(Natural language region descriptions)
- - - - - - -
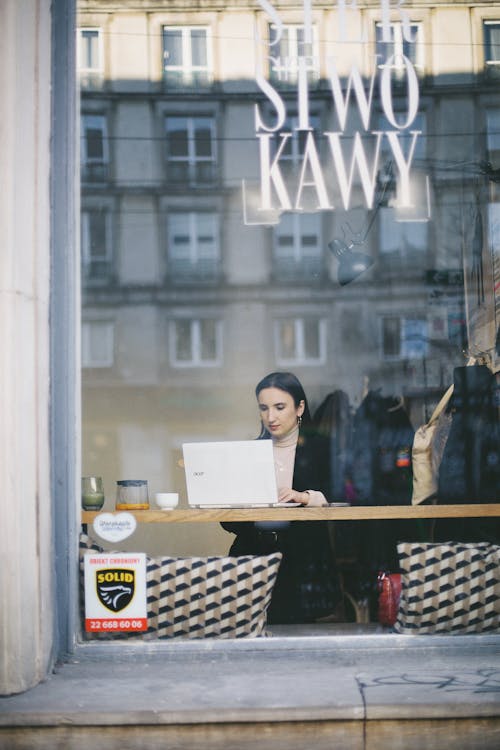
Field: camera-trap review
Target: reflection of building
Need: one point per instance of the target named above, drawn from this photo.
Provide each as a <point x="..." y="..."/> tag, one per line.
<point x="185" y="306"/>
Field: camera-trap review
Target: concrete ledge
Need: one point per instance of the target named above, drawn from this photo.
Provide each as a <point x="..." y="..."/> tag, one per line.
<point x="298" y="679"/>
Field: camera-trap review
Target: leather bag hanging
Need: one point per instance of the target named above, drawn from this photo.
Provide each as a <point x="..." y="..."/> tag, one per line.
<point x="427" y="451"/>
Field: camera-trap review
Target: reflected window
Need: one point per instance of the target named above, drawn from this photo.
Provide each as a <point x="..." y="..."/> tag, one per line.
<point x="186" y="56"/>
<point x="90" y="65"/>
<point x="297" y="247"/>
<point x="401" y="42"/>
<point x="190" y="145"/>
<point x="493" y="135"/>
<point x="97" y="344"/>
<point x="96" y="245"/>
<point x="405" y="139"/>
<point x="404" y="337"/>
<point x="402" y="240"/>
<point x="491" y="35"/>
<point x="292" y="153"/>
<point x="196" y="342"/>
<point x="94" y="147"/>
<point x="193" y="246"/>
<point x="285" y="52"/>
<point x="300" y="341"/>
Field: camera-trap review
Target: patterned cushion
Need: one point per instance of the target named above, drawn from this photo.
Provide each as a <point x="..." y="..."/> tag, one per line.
<point x="450" y="587"/>
<point x="200" y="597"/>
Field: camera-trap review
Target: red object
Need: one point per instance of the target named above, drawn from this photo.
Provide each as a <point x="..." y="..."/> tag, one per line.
<point x="389" y="587"/>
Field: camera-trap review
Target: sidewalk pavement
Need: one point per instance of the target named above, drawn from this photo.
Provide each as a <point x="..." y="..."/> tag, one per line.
<point x="283" y="678"/>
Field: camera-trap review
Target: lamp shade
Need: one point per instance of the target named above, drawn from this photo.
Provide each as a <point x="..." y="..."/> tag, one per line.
<point x="351" y="263"/>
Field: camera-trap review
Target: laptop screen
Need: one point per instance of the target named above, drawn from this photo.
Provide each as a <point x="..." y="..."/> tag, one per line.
<point x="230" y="474"/>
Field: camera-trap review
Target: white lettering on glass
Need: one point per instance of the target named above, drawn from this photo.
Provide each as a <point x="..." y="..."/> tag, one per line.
<point x="350" y="95"/>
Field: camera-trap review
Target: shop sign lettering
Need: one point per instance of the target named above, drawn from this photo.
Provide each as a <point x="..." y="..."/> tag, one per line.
<point x="351" y="155"/>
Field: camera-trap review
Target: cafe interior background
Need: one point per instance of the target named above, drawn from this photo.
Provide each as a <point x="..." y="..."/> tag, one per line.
<point x="277" y="186"/>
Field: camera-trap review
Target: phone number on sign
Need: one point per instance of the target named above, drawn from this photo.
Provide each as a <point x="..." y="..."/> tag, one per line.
<point x="99" y="625"/>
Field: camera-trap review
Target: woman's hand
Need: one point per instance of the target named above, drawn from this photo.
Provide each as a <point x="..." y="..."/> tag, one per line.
<point x="287" y="495"/>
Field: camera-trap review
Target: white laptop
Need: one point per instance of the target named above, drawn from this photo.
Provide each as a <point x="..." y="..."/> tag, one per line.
<point x="230" y="474"/>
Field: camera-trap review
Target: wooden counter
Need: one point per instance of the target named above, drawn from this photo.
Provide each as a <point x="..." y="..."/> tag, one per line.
<point x="351" y="513"/>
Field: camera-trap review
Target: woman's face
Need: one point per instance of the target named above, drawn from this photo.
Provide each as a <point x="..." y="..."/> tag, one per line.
<point x="278" y="411"/>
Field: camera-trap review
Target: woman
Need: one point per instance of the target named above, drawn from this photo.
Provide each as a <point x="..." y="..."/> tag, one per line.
<point x="305" y="588"/>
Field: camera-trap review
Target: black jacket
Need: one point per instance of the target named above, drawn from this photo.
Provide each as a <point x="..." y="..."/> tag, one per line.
<point x="305" y="588"/>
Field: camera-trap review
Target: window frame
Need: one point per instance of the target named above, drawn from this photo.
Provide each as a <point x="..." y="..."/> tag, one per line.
<point x="404" y="321"/>
<point x="108" y="328"/>
<point x="83" y="70"/>
<point x="489" y="61"/>
<point x="192" y="160"/>
<point x="313" y="64"/>
<point x="196" y="360"/>
<point x="86" y="244"/>
<point x="398" y="46"/>
<point x="194" y="261"/>
<point x="300" y="357"/>
<point x="298" y="262"/>
<point x="86" y="162"/>
<point x="187" y="69"/>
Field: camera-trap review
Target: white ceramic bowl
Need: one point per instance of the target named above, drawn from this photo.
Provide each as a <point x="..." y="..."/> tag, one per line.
<point x="167" y="500"/>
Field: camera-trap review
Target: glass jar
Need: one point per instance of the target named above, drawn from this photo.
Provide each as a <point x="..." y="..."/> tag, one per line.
<point x="132" y="494"/>
<point x="92" y="493"/>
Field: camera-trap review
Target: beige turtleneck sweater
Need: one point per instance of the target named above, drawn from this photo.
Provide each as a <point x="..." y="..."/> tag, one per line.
<point x="284" y="459"/>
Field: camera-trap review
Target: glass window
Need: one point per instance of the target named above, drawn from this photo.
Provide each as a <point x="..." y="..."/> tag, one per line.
- - - - - - -
TASK ITEM = Leaving the images out, return every record exactly.

WRITTEN ANSWER =
Field: camera-trap review
Target: reflection of building
Need: one point per instance of the target named above, drawn from this photo.
Provide each as a <point x="..." y="..."/> tag, one per line.
<point x="185" y="306"/>
Field: camera-trap review
Target: concrete ledge
Need: one point per instance of the target named above, drawn from this photo.
Provide each as a <point x="..." y="..."/> tag, one per line.
<point x="298" y="679"/>
Field: camera-trap review
Target: leather bag hanging
Need: one point per instance of the target named above, drawn from this photo.
Provide each as a <point x="..." y="..."/> tag, one per line.
<point x="427" y="451"/>
Field: camera-trap review
Target: reflected window
Need: one point per instance of the target named above, drawn from this photo.
Provide each as a <point x="..." y="..."/> tag, one per line.
<point x="186" y="56"/>
<point x="90" y="65"/>
<point x="297" y="247"/>
<point x="401" y="42"/>
<point x="190" y="145"/>
<point x="493" y="135"/>
<point x="97" y="344"/>
<point x="96" y="245"/>
<point x="405" y="139"/>
<point x="404" y="337"/>
<point x="402" y="240"/>
<point x="491" y="35"/>
<point x="292" y="153"/>
<point x="196" y="342"/>
<point x="94" y="147"/>
<point x="193" y="246"/>
<point x="285" y="52"/>
<point x="300" y="341"/>
Field: camera-trap review
Target: patterned cushion
Need: one point per instance of the target named above, drawn from this photo.
Provide each as a <point x="..." y="..."/> tag, one per line.
<point x="450" y="587"/>
<point x="200" y="597"/>
Field: camera-trap review
Target: red object
Need: one point per instance of the target named above, drawn from this photo.
Provide each as a <point x="..." y="..."/> tag, one per line.
<point x="389" y="587"/>
Field: camera-trap review
Target: sidewalk pavement
Need: one point per instance of the target named above, drawn from this photo.
Provide each as a <point x="..." y="..."/> tag, one per line.
<point x="283" y="678"/>
Field: camera-trap review
Target: lamp shade
Need: one point per instance of the target named above, drawn from this photo.
Provide each as a <point x="..." y="..."/> tag, one per line.
<point x="351" y="263"/>
Field: camera-trap review
Target: laptop screen
Need: one point per instance of the target named above, drawn from this photo.
Provide each as a <point x="..." y="..."/> tag, one per line.
<point x="230" y="474"/>
Field: camera-trap review
Target: white lettering on glass
Need: one point per instance of the target named above, drawn from this photo.
Provide each as a <point x="..." y="..."/> tag, one per line.
<point x="350" y="95"/>
Field: camera-trap review
Target: shop sign lettering
Need: one point per instance of the target named above, drawn from this photo.
Provide each as a <point x="..." y="..."/> tag, one per line.
<point x="351" y="155"/>
Field: camera-trap review
Target: cafe interior background
Need: one point per instance of the target named above, drawn from this photo.
Provide each as a <point x="..." y="..."/> tag, one per line.
<point x="277" y="186"/>
Field: camera-trap review
Target: phone number on sign
Need: one point per instance of the target named above, drawn from this photo.
Provide each as a <point x="..." y="..."/> tag, one per line.
<point x="99" y="625"/>
Field: camera-trap review
Target: woman's hand
Need: one point per instance of the target named above, drawn from this photo.
Provide each as a <point x="..." y="..."/> tag, one per line.
<point x="287" y="495"/>
Field: camera-trap review
Target: white laptop
Need: one point per instance of the target named above, drawn from this photo.
Provide each as a <point x="..." y="..."/> tag, one per line.
<point x="230" y="474"/>
Field: camera-trap review
Target: wooden counter
Need: one point per instance of the target named above, drawn from this photo.
Provide each as a <point x="..." y="..."/> tag, one per line.
<point x="351" y="513"/>
Field: camera-trap review
Target: woman's face
Need: one point per instance of the target named above, drawn from this photo.
Provide each as a <point x="..." y="..."/> tag, one per line.
<point x="278" y="411"/>
Field: camera-trap review
Target: woman
Need: one point per instance of the target named above, drawn from this photo.
Provide each as a <point x="..." y="..."/> tag, one per line.
<point x="305" y="588"/>
Field: camera-trap review
Target: black jacket
Need: one point per instance of the target named above, drawn from this photo.
Provide each as a <point x="..." y="..."/> tag, one per line.
<point x="305" y="588"/>
Field: camera-trap review
Target: window frame
Need: one point per instance of the target named above, drawn from this photo.
Provide each as a <point x="..." y="..."/> tag, one per line.
<point x="404" y="321"/>
<point x="108" y="328"/>
<point x="83" y="70"/>
<point x="489" y="61"/>
<point x="192" y="160"/>
<point x="313" y="64"/>
<point x="196" y="360"/>
<point x="86" y="244"/>
<point x="398" y="46"/>
<point x="194" y="261"/>
<point x="300" y="357"/>
<point x="298" y="262"/>
<point x="86" y="162"/>
<point x="187" y="69"/>
Field: camera-trap review
Target: white ceramic bowl
Need: one point per instance of the target named above, drawn from this photo.
Provide each as a <point x="..." y="..."/> tag, one per line.
<point x="167" y="500"/>
Field: camera-trap review
Target: glass jar
Need: one point per instance of the target named above, drawn from this photo.
Provide each as a <point x="..." y="..."/> tag, one per line.
<point x="132" y="494"/>
<point x="92" y="493"/>
Field: camera-trap review
Target: beige turtleneck sweater
Need: one point per instance of the target named above, drawn from this photo.
Provide each as a <point x="..." y="..."/> tag, one per line.
<point x="284" y="459"/>
Field: camera-trap review
Target: glass window
Need: one point per instance of the target named above, drawn from this photo.
Provide each as a <point x="..." y="..."/> tag, one per line.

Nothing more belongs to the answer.